═════ Records for processing ═════

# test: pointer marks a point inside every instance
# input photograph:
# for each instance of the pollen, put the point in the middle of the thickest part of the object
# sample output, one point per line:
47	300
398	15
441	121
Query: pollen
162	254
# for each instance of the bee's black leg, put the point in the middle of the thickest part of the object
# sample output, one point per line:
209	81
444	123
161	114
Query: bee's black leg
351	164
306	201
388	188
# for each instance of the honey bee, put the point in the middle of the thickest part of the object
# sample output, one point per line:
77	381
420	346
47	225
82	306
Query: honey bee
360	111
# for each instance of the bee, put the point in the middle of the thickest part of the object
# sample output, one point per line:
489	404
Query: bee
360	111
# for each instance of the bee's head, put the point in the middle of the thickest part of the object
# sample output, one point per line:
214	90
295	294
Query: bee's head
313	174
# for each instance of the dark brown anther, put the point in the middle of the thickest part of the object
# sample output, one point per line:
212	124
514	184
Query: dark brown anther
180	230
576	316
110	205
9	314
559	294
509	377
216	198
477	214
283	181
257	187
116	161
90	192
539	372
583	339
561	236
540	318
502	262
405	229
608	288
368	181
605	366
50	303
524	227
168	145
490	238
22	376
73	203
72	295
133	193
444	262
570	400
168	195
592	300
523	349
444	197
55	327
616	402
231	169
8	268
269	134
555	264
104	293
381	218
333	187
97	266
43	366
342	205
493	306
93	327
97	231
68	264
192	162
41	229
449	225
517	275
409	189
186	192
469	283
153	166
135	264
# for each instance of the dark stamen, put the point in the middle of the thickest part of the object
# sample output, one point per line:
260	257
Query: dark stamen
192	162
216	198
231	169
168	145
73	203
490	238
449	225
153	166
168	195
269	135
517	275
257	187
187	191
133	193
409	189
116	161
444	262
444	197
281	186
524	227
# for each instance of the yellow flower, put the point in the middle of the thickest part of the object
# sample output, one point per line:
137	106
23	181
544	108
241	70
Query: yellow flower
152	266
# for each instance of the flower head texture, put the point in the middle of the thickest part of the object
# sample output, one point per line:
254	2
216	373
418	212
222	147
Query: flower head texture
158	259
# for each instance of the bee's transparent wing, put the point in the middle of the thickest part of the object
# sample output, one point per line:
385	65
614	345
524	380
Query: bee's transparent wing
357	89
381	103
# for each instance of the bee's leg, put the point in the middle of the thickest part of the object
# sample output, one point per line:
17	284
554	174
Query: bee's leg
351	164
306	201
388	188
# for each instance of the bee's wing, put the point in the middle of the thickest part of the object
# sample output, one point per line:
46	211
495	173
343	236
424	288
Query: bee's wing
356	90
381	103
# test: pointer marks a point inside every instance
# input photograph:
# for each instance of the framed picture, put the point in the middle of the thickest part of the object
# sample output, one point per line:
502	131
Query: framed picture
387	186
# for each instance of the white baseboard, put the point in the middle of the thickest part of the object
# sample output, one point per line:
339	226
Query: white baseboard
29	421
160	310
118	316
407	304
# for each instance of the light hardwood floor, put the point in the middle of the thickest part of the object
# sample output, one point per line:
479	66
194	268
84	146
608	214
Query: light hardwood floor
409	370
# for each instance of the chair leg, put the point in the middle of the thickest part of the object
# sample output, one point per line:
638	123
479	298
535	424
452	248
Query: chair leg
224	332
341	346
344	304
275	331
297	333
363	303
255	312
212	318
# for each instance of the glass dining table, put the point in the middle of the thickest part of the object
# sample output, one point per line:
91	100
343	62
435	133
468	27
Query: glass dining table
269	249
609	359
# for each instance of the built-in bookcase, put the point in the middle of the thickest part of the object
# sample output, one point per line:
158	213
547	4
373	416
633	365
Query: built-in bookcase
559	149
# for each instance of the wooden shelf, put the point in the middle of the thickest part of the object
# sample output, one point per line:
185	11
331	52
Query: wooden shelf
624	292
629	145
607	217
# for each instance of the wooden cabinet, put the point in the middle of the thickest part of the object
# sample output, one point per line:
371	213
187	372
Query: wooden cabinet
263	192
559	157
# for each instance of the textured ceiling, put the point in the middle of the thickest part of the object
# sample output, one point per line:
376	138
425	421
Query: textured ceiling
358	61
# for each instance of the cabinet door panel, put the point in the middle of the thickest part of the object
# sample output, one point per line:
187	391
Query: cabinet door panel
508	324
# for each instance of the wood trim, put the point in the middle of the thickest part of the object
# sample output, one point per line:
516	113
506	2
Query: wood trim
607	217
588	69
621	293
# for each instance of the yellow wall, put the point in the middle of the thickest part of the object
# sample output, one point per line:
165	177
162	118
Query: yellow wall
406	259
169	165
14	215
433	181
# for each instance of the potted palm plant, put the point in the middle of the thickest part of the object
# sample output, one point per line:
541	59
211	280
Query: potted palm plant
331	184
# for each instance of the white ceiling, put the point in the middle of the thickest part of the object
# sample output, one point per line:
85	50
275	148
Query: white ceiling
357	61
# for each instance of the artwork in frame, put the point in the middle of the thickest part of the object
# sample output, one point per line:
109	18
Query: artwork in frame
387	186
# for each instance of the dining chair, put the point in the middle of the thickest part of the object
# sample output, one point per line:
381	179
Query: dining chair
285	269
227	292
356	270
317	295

═════
═════ Records for processing ═════

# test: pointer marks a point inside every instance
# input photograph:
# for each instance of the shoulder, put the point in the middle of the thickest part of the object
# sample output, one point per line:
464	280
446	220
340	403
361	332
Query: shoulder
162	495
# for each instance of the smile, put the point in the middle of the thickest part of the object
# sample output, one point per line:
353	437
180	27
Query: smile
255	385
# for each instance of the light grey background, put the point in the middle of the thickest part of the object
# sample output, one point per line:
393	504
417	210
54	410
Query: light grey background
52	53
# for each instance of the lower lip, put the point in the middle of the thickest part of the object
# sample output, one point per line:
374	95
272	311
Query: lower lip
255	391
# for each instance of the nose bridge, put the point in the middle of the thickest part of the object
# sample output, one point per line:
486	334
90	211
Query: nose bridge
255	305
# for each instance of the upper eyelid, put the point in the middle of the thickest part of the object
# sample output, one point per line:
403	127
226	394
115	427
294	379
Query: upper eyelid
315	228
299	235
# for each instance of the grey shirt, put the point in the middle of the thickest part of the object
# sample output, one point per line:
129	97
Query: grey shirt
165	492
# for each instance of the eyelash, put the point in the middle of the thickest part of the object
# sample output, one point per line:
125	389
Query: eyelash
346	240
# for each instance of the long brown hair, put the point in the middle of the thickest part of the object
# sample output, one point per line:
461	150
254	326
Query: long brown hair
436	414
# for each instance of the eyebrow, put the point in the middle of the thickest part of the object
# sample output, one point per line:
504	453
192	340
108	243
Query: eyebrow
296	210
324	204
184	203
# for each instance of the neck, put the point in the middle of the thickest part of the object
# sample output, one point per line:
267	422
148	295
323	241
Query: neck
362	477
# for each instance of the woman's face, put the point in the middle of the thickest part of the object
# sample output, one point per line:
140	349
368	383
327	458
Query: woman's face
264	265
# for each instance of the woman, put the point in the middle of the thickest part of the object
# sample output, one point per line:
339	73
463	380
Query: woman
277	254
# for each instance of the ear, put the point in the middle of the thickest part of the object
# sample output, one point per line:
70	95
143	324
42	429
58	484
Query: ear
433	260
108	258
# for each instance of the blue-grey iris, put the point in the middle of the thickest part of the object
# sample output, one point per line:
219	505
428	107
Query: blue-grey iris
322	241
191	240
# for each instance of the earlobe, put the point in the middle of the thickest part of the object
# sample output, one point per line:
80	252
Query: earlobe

═════

— Task goal —
From the listing above, extract every line that contains the string "earlobe", matching case exactly.

— Response for this exercise —
# for each instance of the earlobe, put the point in the middle of the thickest part of the object
Query: earlobe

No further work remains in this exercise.